Entries taken from a collection:
========================================================================
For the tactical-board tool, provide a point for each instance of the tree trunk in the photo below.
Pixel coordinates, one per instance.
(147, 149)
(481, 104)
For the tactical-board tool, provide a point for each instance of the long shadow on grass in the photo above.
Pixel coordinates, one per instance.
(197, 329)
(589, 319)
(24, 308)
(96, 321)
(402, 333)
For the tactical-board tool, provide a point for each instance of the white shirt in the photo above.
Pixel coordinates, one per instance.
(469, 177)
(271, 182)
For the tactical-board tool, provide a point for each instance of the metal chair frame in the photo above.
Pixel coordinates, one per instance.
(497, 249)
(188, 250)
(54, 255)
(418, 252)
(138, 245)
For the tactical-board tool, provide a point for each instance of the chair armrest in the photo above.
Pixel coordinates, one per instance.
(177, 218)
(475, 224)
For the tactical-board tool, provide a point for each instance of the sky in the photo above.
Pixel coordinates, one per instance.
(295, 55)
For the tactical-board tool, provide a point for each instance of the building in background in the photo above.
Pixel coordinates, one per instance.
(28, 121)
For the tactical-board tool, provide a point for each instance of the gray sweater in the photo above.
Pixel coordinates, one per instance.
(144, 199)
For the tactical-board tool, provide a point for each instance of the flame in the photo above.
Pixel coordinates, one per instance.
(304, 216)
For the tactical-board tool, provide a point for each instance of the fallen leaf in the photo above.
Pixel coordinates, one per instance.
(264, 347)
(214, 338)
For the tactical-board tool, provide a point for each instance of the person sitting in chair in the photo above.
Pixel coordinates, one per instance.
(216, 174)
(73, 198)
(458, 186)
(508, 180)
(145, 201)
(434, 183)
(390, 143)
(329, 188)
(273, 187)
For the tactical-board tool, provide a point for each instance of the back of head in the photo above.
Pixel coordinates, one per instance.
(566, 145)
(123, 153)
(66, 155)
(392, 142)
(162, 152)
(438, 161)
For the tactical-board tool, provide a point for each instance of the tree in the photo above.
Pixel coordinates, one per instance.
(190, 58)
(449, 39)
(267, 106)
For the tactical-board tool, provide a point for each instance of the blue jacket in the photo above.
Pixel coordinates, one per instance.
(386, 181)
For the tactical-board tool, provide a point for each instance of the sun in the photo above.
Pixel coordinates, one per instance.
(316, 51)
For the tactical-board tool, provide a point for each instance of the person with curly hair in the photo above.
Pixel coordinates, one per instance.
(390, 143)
========================================================================
- YOUR OBJECTIVE: The answer should be the exact lines running from the line containing "curly hair in the photo above." to the last line of the entries, with nothing else.

- ANSWER TO THIS PROBLEM:
For the tactical-board tool, provide a point for each instance of the person with curly hair in the photo above.
Pixel coordinates, one per instance.
(390, 143)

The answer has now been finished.